Extracted entries
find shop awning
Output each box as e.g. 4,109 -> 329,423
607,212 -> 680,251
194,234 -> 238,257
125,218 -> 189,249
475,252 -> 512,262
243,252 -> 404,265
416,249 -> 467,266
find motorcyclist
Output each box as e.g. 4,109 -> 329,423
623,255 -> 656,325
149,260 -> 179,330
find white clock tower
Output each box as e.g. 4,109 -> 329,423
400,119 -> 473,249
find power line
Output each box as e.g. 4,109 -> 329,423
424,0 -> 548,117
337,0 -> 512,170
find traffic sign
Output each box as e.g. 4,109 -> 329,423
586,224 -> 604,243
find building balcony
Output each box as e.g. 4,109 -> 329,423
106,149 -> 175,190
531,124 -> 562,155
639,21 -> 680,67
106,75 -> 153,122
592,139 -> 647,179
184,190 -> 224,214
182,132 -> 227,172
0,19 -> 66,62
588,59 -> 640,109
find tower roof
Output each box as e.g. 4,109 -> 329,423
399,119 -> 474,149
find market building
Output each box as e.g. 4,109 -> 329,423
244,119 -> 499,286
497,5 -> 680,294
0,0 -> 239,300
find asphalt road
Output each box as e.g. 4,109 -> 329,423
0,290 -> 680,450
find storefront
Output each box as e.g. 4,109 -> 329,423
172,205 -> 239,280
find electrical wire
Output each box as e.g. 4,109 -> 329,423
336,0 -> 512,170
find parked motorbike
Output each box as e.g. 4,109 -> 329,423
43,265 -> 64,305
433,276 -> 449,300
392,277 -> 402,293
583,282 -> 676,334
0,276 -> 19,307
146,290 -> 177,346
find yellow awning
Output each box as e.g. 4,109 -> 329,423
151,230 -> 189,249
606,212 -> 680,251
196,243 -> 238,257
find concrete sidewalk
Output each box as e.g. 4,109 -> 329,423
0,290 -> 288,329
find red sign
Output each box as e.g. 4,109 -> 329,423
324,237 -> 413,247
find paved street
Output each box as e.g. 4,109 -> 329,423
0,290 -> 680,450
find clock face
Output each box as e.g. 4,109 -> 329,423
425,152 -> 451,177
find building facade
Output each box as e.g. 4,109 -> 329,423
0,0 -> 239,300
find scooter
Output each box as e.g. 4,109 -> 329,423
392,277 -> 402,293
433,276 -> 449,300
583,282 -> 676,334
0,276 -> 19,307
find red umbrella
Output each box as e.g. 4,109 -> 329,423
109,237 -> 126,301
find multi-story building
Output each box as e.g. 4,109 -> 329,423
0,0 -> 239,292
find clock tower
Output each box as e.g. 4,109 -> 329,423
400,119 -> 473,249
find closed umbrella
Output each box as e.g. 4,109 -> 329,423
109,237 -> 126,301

Exercise instructions
Repeat the data word for word, from the line that contains "find power line" through the line that contains "586,224 -> 604,243", including both of those lines.

Complete answer
find power line
Output each box as e.g. 4,109 -> 329,423
424,0 -> 548,117
337,0 -> 512,170
find traffic sign
Output each box as e.g. 4,109 -> 329,423
586,224 -> 604,243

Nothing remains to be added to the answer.